● **Do this**
Copy out the records from the start through the line containing "29 146 L 28", swapping "wet rock surface" for "damp stone surface" and leaving everything else unchanged. Omit the pictures.

Image segmentation entries:
☆ ☆ ☆ ☆ ☆
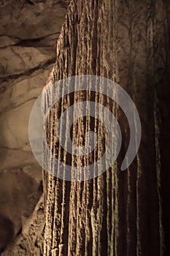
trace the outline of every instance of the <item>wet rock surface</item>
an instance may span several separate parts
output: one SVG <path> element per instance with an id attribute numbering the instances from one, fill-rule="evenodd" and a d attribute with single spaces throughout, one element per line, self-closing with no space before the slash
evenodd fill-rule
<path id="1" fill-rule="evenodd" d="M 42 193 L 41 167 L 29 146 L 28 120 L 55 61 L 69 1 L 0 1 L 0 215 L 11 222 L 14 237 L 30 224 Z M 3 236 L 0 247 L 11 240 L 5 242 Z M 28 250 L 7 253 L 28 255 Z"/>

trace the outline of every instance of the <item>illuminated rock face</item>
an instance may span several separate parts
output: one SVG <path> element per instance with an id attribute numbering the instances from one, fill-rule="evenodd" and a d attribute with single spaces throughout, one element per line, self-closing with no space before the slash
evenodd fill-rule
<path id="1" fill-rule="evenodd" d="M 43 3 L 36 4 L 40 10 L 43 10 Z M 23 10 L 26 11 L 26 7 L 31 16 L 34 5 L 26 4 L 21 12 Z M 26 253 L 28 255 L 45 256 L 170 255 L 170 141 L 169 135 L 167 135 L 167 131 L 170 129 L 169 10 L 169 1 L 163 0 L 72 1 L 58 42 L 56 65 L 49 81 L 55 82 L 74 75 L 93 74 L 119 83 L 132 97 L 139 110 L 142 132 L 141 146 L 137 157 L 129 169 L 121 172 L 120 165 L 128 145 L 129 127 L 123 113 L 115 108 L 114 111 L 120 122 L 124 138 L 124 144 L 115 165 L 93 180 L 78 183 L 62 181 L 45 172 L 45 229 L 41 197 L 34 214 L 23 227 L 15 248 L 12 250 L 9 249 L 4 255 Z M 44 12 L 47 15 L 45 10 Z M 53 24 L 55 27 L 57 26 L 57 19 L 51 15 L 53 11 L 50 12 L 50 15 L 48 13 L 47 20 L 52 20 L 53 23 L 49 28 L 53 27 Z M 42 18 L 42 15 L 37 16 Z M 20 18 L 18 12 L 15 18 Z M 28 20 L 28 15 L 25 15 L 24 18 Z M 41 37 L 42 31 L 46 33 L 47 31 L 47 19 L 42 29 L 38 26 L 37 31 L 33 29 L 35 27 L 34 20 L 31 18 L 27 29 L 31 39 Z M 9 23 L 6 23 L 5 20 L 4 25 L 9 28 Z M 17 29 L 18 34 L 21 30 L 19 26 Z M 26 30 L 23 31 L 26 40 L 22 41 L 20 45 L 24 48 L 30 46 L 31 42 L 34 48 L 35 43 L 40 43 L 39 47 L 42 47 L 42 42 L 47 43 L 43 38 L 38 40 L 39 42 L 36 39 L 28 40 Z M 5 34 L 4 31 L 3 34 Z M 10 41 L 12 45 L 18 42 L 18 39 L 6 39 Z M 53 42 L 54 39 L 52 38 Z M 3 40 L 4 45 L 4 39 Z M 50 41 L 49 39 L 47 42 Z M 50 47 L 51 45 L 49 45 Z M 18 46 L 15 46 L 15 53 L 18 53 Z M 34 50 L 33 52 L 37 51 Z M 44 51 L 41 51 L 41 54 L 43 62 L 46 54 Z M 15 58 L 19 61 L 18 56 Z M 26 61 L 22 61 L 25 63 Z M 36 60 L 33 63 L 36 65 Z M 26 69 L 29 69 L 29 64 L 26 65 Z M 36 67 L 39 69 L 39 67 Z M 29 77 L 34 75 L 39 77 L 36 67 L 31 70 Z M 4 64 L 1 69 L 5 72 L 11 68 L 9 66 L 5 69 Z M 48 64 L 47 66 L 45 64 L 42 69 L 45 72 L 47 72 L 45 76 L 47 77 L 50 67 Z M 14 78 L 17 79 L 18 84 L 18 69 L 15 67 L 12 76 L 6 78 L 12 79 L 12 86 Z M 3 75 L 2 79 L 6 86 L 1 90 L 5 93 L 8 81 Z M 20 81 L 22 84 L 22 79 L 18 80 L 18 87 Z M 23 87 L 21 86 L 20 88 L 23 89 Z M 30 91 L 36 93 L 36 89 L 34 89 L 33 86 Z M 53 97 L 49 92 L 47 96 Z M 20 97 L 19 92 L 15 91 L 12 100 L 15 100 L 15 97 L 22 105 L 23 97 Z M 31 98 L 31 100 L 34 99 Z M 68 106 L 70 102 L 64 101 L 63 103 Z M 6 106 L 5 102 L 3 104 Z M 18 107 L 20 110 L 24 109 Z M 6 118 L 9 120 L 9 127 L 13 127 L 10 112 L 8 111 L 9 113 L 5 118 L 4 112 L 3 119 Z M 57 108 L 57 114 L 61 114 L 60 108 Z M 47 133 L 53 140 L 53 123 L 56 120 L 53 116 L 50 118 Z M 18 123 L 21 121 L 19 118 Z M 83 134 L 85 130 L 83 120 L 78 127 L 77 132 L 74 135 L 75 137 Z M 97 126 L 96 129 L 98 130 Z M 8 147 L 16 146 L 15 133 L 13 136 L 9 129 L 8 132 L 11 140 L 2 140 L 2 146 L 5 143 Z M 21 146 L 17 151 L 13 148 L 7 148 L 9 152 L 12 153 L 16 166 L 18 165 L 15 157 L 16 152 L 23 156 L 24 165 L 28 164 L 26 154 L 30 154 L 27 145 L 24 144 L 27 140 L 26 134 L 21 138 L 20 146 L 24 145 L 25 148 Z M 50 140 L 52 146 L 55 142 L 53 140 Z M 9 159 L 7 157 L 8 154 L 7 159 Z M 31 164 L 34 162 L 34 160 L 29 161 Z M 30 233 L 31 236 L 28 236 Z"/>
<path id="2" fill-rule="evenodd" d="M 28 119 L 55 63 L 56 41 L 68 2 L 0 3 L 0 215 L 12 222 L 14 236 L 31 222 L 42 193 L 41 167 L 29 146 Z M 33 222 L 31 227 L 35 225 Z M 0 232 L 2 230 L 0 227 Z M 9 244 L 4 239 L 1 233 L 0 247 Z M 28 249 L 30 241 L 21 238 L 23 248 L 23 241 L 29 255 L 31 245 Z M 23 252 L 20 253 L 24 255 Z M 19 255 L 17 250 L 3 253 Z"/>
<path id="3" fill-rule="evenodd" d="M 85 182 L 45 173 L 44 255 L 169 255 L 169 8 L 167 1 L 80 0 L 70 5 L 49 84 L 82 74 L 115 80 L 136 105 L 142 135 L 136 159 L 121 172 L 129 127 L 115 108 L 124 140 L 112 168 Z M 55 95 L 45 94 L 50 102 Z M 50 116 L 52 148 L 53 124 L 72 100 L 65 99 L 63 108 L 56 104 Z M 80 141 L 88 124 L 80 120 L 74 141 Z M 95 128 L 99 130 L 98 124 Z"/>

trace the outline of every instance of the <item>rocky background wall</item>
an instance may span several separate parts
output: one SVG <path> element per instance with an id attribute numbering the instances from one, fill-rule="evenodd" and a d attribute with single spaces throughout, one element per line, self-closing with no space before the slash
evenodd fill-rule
☆ ☆ ☆ ☆ ☆
● **Response for this exercise**
trace the outline of every instance of the <item>damp stone surface</item>
an instance may span several separate parts
output: one SVG <path> element per instance with an id attribute numbering the instances from one, fill-rule="evenodd" and a d attribute with single spaces throughout, one element per line, self-closing with no space before the slash
evenodd fill-rule
<path id="1" fill-rule="evenodd" d="M 42 193 L 41 167 L 29 146 L 28 120 L 55 61 L 69 1 L 0 1 L 0 215 L 11 222 L 14 237 L 30 224 Z M 3 236 L 0 247 L 11 240 L 5 242 Z M 28 250 L 7 253 L 28 255 Z"/>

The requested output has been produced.